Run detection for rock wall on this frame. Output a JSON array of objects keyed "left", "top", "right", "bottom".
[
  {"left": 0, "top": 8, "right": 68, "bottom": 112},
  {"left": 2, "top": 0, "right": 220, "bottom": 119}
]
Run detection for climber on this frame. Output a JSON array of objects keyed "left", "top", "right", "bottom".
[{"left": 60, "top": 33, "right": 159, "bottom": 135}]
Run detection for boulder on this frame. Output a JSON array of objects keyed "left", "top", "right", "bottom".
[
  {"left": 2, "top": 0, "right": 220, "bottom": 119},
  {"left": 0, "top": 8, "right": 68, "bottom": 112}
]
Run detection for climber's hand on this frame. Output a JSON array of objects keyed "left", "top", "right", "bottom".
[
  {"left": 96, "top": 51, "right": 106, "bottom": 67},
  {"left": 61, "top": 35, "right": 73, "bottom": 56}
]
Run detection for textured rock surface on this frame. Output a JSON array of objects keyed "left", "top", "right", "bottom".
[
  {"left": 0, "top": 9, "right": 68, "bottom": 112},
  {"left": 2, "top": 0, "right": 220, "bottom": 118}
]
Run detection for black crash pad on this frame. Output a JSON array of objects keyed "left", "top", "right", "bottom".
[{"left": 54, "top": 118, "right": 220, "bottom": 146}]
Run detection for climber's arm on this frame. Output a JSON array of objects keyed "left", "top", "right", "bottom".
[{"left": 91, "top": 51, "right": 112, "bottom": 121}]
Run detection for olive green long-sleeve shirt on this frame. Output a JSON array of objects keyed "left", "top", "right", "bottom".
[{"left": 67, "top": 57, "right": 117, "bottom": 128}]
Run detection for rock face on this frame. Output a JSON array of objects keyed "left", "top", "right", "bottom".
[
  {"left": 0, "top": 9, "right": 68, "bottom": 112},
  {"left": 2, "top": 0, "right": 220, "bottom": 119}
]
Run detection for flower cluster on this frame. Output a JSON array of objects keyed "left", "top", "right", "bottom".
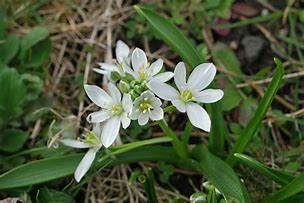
[{"left": 62, "top": 40, "right": 223, "bottom": 181}]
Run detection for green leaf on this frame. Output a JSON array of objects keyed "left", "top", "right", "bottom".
[
  {"left": 226, "top": 58, "right": 284, "bottom": 166},
  {"left": 134, "top": 6, "right": 205, "bottom": 69},
  {"left": 0, "top": 68, "right": 26, "bottom": 128},
  {"left": 37, "top": 188, "right": 73, "bottom": 203},
  {"left": 21, "top": 73, "right": 42, "bottom": 101},
  {"left": 99, "top": 137, "right": 171, "bottom": 161},
  {"left": 135, "top": 6, "right": 228, "bottom": 154},
  {"left": 0, "top": 146, "right": 179, "bottom": 189},
  {"left": 216, "top": 0, "right": 234, "bottom": 19},
  {"left": 234, "top": 153, "right": 294, "bottom": 185},
  {"left": 0, "top": 35, "right": 20, "bottom": 64},
  {"left": 0, "top": 129, "right": 28, "bottom": 153},
  {"left": 192, "top": 145, "right": 246, "bottom": 202},
  {"left": 264, "top": 174, "right": 304, "bottom": 203},
  {"left": 0, "top": 154, "right": 83, "bottom": 189}
]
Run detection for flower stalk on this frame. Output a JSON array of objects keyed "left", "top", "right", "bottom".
[{"left": 158, "top": 119, "right": 189, "bottom": 159}]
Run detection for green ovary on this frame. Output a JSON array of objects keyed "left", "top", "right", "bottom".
[
  {"left": 180, "top": 90, "right": 193, "bottom": 102},
  {"left": 84, "top": 131, "right": 100, "bottom": 146},
  {"left": 139, "top": 98, "right": 153, "bottom": 113},
  {"left": 111, "top": 104, "right": 123, "bottom": 116}
]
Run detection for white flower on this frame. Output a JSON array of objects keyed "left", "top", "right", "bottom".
[
  {"left": 93, "top": 40, "right": 132, "bottom": 77},
  {"left": 130, "top": 48, "right": 174, "bottom": 82},
  {"left": 84, "top": 83, "right": 132, "bottom": 148},
  {"left": 148, "top": 62, "right": 224, "bottom": 132},
  {"left": 61, "top": 124, "right": 102, "bottom": 182},
  {"left": 130, "top": 91, "right": 164, "bottom": 125}
]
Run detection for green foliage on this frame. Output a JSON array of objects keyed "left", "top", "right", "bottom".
[
  {"left": 135, "top": 6, "right": 228, "bottom": 157},
  {"left": 192, "top": 145, "right": 248, "bottom": 202},
  {"left": 157, "top": 161, "right": 174, "bottom": 183},
  {"left": 227, "top": 59, "right": 284, "bottom": 166},
  {"left": 0, "top": 146, "right": 179, "bottom": 189},
  {"left": 0, "top": 68, "right": 26, "bottom": 124},
  {"left": 234, "top": 153, "right": 294, "bottom": 185},
  {"left": 0, "top": 35, "right": 20, "bottom": 64},
  {"left": 0, "top": 7, "right": 51, "bottom": 159}
]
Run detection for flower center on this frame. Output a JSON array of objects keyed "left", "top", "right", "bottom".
[
  {"left": 180, "top": 90, "right": 193, "bottom": 102},
  {"left": 139, "top": 98, "right": 153, "bottom": 113},
  {"left": 84, "top": 131, "right": 100, "bottom": 146},
  {"left": 111, "top": 104, "right": 123, "bottom": 116}
]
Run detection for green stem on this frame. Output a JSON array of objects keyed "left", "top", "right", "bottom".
[{"left": 158, "top": 119, "right": 189, "bottom": 159}]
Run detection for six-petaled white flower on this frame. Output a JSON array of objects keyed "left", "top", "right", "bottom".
[
  {"left": 61, "top": 40, "right": 224, "bottom": 182},
  {"left": 149, "top": 62, "right": 224, "bottom": 132},
  {"left": 93, "top": 40, "right": 133, "bottom": 77},
  {"left": 130, "top": 91, "right": 164, "bottom": 125},
  {"left": 127, "top": 48, "right": 174, "bottom": 82},
  {"left": 61, "top": 124, "right": 102, "bottom": 182},
  {"left": 84, "top": 83, "right": 132, "bottom": 148}
]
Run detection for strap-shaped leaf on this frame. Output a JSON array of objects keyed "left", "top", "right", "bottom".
[
  {"left": 135, "top": 6, "right": 228, "bottom": 155},
  {"left": 234, "top": 153, "right": 294, "bottom": 185},
  {"left": 0, "top": 138, "right": 179, "bottom": 189},
  {"left": 192, "top": 145, "right": 250, "bottom": 202},
  {"left": 227, "top": 58, "right": 284, "bottom": 166}
]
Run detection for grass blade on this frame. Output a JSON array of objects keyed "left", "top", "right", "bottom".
[
  {"left": 192, "top": 145, "right": 248, "bottom": 202},
  {"left": 234, "top": 153, "right": 294, "bottom": 185},
  {"left": 226, "top": 58, "right": 284, "bottom": 166},
  {"left": 0, "top": 146, "right": 179, "bottom": 189}
]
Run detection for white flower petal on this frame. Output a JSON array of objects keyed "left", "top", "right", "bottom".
[
  {"left": 92, "top": 123, "right": 101, "bottom": 138},
  {"left": 84, "top": 85, "right": 113, "bottom": 108},
  {"left": 174, "top": 62, "right": 186, "bottom": 91},
  {"left": 87, "top": 110, "right": 111, "bottom": 123},
  {"left": 171, "top": 99, "right": 186, "bottom": 113},
  {"left": 108, "top": 83, "right": 121, "bottom": 104},
  {"left": 115, "top": 40, "right": 130, "bottom": 63},
  {"left": 150, "top": 97, "right": 162, "bottom": 107},
  {"left": 187, "top": 63, "right": 216, "bottom": 92},
  {"left": 74, "top": 148, "right": 97, "bottom": 182},
  {"left": 150, "top": 107, "right": 164, "bottom": 121},
  {"left": 120, "top": 113, "right": 131, "bottom": 129},
  {"left": 121, "top": 94, "right": 132, "bottom": 113},
  {"left": 132, "top": 48, "right": 148, "bottom": 71},
  {"left": 60, "top": 138, "right": 90, "bottom": 148},
  {"left": 149, "top": 59, "right": 164, "bottom": 76},
  {"left": 138, "top": 113, "right": 149, "bottom": 125},
  {"left": 152, "top": 71, "right": 174, "bottom": 82},
  {"left": 98, "top": 63, "right": 117, "bottom": 71},
  {"left": 193, "top": 89, "right": 224, "bottom": 103},
  {"left": 130, "top": 107, "right": 140, "bottom": 120},
  {"left": 101, "top": 116, "right": 120, "bottom": 148},
  {"left": 147, "top": 80, "right": 180, "bottom": 101},
  {"left": 186, "top": 102, "right": 211, "bottom": 132}
]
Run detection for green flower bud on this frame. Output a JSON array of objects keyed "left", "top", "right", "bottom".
[
  {"left": 117, "top": 80, "right": 130, "bottom": 93},
  {"left": 111, "top": 71, "right": 121, "bottom": 82}
]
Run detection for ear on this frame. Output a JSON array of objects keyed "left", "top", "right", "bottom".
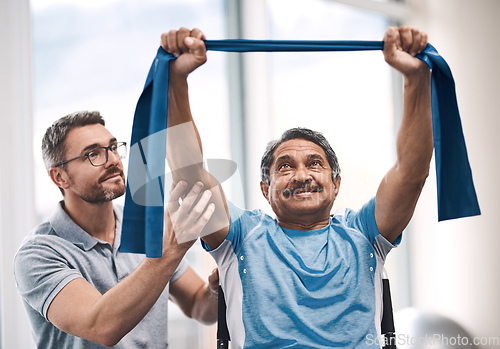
[
  {"left": 49, "top": 167, "right": 69, "bottom": 189},
  {"left": 260, "top": 181, "right": 269, "bottom": 202},
  {"left": 333, "top": 175, "right": 341, "bottom": 196}
]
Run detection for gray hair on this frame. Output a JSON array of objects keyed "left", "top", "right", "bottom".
[
  {"left": 42, "top": 111, "right": 105, "bottom": 172},
  {"left": 260, "top": 127, "right": 340, "bottom": 184}
]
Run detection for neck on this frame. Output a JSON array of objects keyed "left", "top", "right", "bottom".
[
  {"left": 64, "top": 195, "right": 116, "bottom": 246},
  {"left": 278, "top": 217, "right": 330, "bottom": 230}
]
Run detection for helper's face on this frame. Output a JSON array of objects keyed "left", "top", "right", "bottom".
[
  {"left": 261, "top": 139, "right": 340, "bottom": 222},
  {"left": 57, "top": 124, "right": 125, "bottom": 203}
]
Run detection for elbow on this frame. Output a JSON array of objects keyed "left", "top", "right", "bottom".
[
  {"left": 89, "top": 326, "right": 125, "bottom": 347},
  {"left": 398, "top": 164, "right": 430, "bottom": 190}
]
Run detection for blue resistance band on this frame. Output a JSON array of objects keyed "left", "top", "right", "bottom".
[{"left": 120, "top": 40, "right": 481, "bottom": 257}]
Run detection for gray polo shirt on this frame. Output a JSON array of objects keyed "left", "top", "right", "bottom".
[{"left": 14, "top": 201, "right": 188, "bottom": 349}]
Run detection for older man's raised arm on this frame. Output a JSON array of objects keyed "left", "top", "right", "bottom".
[
  {"left": 375, "top": 26, "right": 433, "bottom": 242},
  {"left": 161, "top": 28, "right": 229, "bottom": 249}
]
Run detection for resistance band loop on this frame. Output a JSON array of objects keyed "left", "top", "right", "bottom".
[{"left": 120, "top": 40, "right": 480, "bottom": 257}]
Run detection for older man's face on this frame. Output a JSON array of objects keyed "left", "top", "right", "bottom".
[{"left": 261, "top": 139, "right": 340, "bottom": 226}]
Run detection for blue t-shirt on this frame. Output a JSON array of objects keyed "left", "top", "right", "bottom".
[{"left": 204, "top": 199, "right": 394, "bottom": 349}]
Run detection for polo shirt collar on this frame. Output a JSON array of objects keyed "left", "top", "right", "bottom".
[{"left": 49, "top": 201, "right": 121, "bottom": 251}]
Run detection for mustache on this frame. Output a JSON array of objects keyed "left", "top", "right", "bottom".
[
  {"left": 282, "top": 183, "right": 323, "bottom": 199},
  {"left": 98, "top": 167, "right": 125, "bottom": 183}
]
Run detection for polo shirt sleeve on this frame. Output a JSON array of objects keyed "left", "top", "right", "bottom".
[{"left": 14, "top": 237, "right": 83, "bottom": 320}]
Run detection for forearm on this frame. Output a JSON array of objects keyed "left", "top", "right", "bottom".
[
  {"left": 167, "top": 75, "right": 229, "bottom": 248},
  {"left": 396, "top": 66, "right": 433, "bottom": 183},
  {"left": 83, "top": 252, "right": 187, "bottom": 345}
]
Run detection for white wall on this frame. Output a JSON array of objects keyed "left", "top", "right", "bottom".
[
  {"left": 0, "top": 0, "right": 35, "bottom": 349},
  {"left": 408, "top": 0, "right": 500, "bottom": 337}
]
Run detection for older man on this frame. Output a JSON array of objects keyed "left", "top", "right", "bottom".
[{"left": 162, "top": 27, "right": 433, "bottom": 348}]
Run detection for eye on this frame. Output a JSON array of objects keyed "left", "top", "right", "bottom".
[
  {"left": 278, "top": 162, "right": 292, "bottom": 171},
  {"left": 87, "top": 150, "right": 99, "bottom": 160}
]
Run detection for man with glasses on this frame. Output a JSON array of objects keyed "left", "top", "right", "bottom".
[{"left": 14, "top": 112, "right": 218, "bottom": 349}]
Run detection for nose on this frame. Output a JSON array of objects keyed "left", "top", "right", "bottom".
[
  {"left": 105, "top": 149, "right": 121, "bottom": 167},
  {"left": 292, "top": 166, "right": 312, "bottom": 183}
]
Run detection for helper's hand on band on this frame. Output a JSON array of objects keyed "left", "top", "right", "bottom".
[
  {"left": 163, "top": 181, "right": 215, "bottom": 253},
  {"left": 161, "top": 27, "right": 207, "bottom": 77},
  {"left": 383, "top": 26, "right": 428, "bottom": 77}
]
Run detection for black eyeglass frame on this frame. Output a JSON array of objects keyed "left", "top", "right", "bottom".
[{"left": 54, "top": 142, "right": 127, "bottom": 167}]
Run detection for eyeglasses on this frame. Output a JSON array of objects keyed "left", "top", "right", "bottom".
[{"left": 54, "top": 142, "right": 127, "bottom": 167}]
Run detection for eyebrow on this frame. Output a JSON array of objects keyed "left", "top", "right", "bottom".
[
  {"left": 307, "top": 154, "right": 325, "bottom": 160},
  {"left": 275, "top": 155, "right": 292, "bottom": 163},
  {"left": 81, "top": 137, "right": 116, "bottom": 155}
]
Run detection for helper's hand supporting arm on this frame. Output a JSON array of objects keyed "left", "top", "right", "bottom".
[
  {"left": 161, "top": 28, "right": 229, "bottom": 249},
  {"left": 47, "top": 183, "right": 216, "bottom": 346},
  {"left": 375, "top": 26, "right": 433, "bottom": 242}
]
####
WHAT TO WORK ON
Count the lines in the entries above that contain the string "polo" and reply with only that number, treating uppercase and lowercase letters as different.

CORRECT RESPONSE
3